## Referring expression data
----------------------------------------

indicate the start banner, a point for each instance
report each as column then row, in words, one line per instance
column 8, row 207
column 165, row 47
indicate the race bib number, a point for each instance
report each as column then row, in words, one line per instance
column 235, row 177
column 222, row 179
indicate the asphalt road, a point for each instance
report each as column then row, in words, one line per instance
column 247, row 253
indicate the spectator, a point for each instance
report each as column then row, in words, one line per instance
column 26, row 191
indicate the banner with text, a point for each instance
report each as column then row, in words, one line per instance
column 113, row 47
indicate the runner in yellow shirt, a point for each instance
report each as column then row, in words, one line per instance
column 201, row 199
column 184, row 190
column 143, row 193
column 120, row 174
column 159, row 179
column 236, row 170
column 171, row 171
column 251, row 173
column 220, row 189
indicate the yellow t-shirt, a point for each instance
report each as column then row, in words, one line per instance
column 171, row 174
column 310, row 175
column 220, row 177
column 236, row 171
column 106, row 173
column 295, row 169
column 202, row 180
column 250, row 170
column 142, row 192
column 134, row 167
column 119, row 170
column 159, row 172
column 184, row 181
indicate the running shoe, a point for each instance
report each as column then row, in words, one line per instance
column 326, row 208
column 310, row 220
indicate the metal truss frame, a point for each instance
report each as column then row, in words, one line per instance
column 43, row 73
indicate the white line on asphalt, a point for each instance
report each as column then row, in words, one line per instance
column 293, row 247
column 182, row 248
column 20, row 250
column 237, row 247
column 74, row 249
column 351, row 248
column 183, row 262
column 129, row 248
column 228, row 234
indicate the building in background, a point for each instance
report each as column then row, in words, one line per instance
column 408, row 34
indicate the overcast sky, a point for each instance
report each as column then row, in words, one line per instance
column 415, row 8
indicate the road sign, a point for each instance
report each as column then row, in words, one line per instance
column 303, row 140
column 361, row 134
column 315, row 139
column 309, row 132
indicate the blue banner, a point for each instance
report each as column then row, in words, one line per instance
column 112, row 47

----------------------------------------

## Problem details
The expected output is the exact run of lines from the start of the entries through the line with "indicate the race", inclusive.

## Result below
indicate the start banner, a point for each instance
report each as column then row, in words, one line per instance
column 8, row 207
column 165, row 47
indicate the race bib number, a point for each instance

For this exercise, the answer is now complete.